(Pointing dataset excerpts)
※ ※ ※
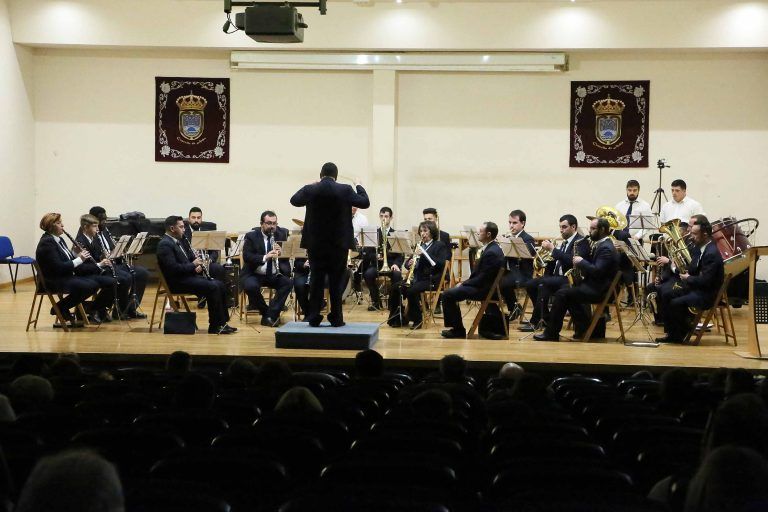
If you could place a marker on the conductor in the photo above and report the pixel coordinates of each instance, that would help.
(328, 236)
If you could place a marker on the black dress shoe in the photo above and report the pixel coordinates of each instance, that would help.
(268, 321)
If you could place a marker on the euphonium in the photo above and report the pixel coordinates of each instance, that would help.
(675, 244)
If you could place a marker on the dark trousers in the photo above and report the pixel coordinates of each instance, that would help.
(370, 274)
(451, 299)
(139, 283)
(513, 280)
(576, 300)
(540, 290)
(410, 297)
(282, 285)
(77, 288)
(331, 262)
(214, 292)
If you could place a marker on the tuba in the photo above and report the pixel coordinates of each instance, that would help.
(674, 242)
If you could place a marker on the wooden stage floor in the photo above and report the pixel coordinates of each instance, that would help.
(126, 341)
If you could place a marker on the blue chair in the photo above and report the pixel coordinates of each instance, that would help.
(7, 258)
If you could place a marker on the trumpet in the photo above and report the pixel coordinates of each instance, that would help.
(200, 255)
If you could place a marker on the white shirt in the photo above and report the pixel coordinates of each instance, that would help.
(639, 207)
(359, 221)
(76, 261)
(683, 210)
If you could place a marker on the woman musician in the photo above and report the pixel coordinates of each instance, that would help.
(424, 270)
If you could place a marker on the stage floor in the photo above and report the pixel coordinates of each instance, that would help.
(418, 348)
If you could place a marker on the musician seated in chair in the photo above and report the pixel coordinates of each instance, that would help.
(541, 289)
(597, 268)
(427, 268)
(184, 273)
(374, 260)
(520, 270)
(489, 260)
(262, 267)
(58, 264)
(699, 284)
(136, 276)
(89, 238)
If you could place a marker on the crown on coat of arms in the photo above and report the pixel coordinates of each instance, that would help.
(193, 102)
(608, 106)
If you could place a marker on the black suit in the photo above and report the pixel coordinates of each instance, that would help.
(542, 288)
(373, 265)
(58, 269)
(699, 291)
(598, 269)
(175, 262)
(254, 250)
(328, 236)
(520, 272)
(425, 277)
(140, 275)
(475, 287)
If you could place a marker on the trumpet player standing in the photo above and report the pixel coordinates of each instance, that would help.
(597, 269)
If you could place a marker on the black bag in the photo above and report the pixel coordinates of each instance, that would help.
(492, 323)
(178, 322)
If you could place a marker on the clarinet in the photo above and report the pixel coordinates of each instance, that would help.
(197, 255)
(77, 244)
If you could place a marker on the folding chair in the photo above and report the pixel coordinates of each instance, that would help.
(612, 293)
(7, 257)
(176, 300)
(41, 291)
(493, 297)
(721, 308)
(429, 297)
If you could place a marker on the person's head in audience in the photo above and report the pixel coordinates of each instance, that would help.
(195, 391)
(741, 420)
(676, 387)
(531, 389)
(30, 392)
(75, 481)
(433, 404)
(511, 371)
(298, 399)
(739, 381)
(731, 479)
(178, 363)
(369, 364)
(28, 364)
(241, 371)
(453, 368)
(66, 367)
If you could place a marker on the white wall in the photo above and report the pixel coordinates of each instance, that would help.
(17, 144)
(95, 129)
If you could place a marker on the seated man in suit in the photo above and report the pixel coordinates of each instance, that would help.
(490, 260)
(374, 262)
(262, 267)
(598, 269)
(106, 275)
(58, 264)
(183, 272)
(541, 289)
(699, 284)
(136, 276)
(520, 270)
(430, 255)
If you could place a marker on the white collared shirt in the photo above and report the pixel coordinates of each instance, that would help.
※ ※ ※
» EXERCISE DIRECTIONS
Rewrite the material from the line containing "If you could place a marker on the person's" through the end of the material, changing "place a marker on" to "mark" and keeping everything else the same.

» COMPLETED EXERCISE
If you could mark the person's head in audience in the photo above and report the pixel coordinates of each instance, that would help.
(195, 391)
(741, 420)
(676, 387)
(531, 389)
(30, 392)
(75, 481)
(433, 404)
(511, 371)
(298, 399)
(739, 381)
(731, 479)
(178, 363)
(369, 364)
(28, 364)
(241, 371)
(453, 368)
(66, 367)
If you could mark the white wall in the photo above and report the pixel coordinates of each instance, that would help.
(17, 144)
(95, 129)
If you could mark the seated man in suit in the photo above and report the pixel coordinates of each instance, that would help.
(490, 260)
(374, 262)
(262, 267)
(598, 269)
(106, 275)
(58, 264)
(183, 272)
(541, 289)
(699, 284)
(136, 276)
(520, 270)
(430, 255)
If you could mark the white collared shirt in the photo above and report the pixel coordinates of each instance, that would help.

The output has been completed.